TASK STATEMENT:
Write the listing out again in full. Every character must match.

EXTRACTED RECORDS:

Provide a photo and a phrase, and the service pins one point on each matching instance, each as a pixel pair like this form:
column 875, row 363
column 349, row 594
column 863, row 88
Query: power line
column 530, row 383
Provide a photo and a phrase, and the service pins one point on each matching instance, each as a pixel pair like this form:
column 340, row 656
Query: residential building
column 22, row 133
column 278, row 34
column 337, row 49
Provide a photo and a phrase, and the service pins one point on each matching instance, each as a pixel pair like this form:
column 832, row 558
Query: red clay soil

RESPONSE AREA:
Provide a photo and a phrase, and the service pins one point on each matching instance, each as a pixel pair like this form:
column 875, row 363
column 349, row 594
column 863, row 88
Query: power line
column 530, row 383
Provide a photo and a phrase, and the service pins one point on each matching instance, each as a pixel pair like this form:
column 340, row 656
Query: residential building
column 22, row 133
column 278, row 34
column 337, row 49
Provide a photo and a phrase, and the service pins one point on each matching instance, each as a pixel pair like this form:
column 832, row 558
Query: red clay soil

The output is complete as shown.